Collected data entries
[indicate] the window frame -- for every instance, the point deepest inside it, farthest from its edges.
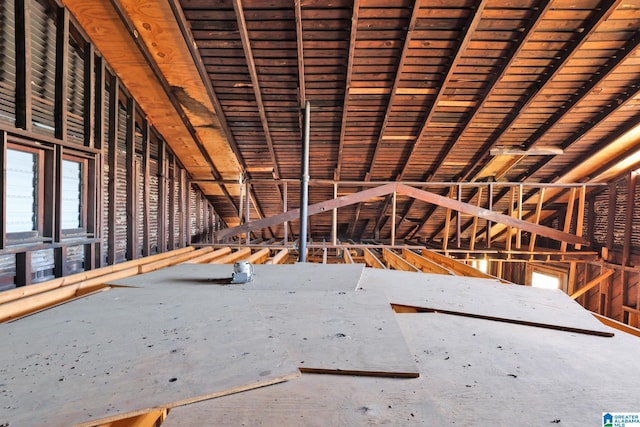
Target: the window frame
(562, 274)
(37, 235)
(84, 196)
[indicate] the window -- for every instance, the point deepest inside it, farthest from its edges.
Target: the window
(546, 281)
(7, 62)
(480, 264)
(22, 194)
(548, 277)
(72, 195)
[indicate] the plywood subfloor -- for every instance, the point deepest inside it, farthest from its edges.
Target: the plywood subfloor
(343, 277)
(337, 332)
(484, 298)
(127, 350)
(474, 372)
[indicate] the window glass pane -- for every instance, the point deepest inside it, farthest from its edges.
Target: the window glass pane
(21, 199)
(7, 62)
(71, 194)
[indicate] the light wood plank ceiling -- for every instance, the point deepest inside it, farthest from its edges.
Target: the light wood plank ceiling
(418, 91)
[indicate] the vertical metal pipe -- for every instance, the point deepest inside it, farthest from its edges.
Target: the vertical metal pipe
(334, 218)
(393, 220)
(304, 183)
(285, 192)
(247, 215)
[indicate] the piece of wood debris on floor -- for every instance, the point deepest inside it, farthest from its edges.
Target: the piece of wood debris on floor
(337, 332)
(124, 352)
(474, 372)
(483, 298)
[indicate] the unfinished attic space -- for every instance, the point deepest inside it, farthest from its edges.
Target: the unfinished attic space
(314, 212)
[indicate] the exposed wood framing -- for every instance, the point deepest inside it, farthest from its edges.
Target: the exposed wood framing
(372, 260)
(591, 284)
(396, 262)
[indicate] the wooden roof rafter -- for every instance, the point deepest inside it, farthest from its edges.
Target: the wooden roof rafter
(583, 36)
(345, 107)
(491, 88)
(257, 91)
(387, 114)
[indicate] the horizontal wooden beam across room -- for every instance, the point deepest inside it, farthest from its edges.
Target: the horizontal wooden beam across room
(325, 206)
(425, 264)
(210, 256)
(469, 209)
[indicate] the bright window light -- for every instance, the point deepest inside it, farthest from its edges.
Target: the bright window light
(545, 281)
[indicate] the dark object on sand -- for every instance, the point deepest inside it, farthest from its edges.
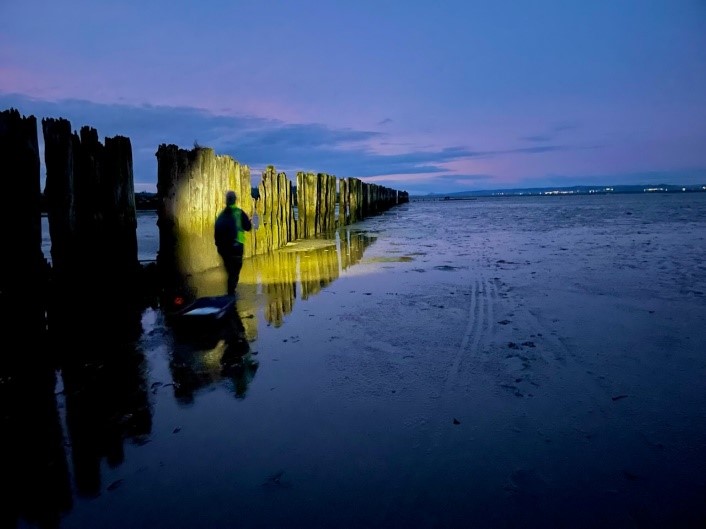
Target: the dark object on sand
(202, 313)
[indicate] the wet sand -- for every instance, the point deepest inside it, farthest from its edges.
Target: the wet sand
(478, 364)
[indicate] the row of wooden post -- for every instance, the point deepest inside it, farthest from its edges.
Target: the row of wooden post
(90, 200)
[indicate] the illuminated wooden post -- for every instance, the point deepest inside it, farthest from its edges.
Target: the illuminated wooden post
(191, 187)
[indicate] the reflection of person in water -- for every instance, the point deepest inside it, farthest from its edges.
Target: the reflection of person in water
(229, 235)
(216, 355)
(237, 362)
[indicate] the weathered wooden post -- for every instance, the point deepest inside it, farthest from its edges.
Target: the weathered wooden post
(191, 187)
(276, 211)
(23, 268)
(306, 204)
(92, 219)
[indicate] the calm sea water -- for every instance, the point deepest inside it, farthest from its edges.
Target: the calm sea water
(147, 234)
(506, 362)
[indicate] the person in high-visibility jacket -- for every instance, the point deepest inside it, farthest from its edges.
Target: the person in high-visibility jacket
(229, 236)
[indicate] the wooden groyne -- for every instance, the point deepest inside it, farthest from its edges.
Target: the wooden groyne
(191, 186)
(95, 280)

## [YOUR INSTRUCTIONS]
The answer must consist solely of the lines from the first line of the data through the line containing "[indicate] the window -- for", inclusive, reproduced exactly and without pictures.

## [RESPONSE TO THIS EXERCISE]
[indicate] the window frame -- for every instance, the point deepest inside it, farthest from its edges.
Target: the window frame
(562, 274)
(37, 235)
(84, 196)
[indicate] the window -- for every instance, the point deepest inside it, farthest from its edges.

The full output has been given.